"""

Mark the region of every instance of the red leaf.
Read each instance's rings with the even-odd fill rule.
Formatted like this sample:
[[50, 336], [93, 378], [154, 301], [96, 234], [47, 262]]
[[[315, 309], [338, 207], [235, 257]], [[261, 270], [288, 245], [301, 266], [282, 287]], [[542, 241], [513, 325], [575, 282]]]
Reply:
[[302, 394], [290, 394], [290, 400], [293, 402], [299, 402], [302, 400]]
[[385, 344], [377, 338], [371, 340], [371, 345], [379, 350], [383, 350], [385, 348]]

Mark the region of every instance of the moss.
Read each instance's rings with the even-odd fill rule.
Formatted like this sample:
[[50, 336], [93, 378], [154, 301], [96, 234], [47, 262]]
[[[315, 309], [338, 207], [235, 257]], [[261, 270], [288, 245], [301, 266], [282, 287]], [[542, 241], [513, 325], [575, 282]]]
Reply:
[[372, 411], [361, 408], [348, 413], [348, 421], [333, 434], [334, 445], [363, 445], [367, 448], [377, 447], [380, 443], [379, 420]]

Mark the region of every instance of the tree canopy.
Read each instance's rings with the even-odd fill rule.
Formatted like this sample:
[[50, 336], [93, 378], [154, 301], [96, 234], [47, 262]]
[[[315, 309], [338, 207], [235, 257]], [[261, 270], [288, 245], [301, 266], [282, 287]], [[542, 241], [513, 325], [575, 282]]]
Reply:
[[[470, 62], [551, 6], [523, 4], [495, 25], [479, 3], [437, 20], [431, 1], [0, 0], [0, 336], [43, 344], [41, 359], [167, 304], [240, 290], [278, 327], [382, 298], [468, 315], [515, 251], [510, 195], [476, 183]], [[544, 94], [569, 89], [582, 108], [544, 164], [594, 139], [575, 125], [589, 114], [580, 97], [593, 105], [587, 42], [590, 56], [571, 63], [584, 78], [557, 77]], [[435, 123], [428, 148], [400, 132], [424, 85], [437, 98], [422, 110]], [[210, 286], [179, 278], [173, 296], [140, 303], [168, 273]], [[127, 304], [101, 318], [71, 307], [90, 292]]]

"""

WORK INSTRUCTION >> If a line in the entries contains the word "region", copy that line out.

ANSWER TO THE PROBLEM >>
Mark the region of every instance of the red leaf.
Mark the region of every instance of the moss.
Mark the region of every instance of the tree canopy.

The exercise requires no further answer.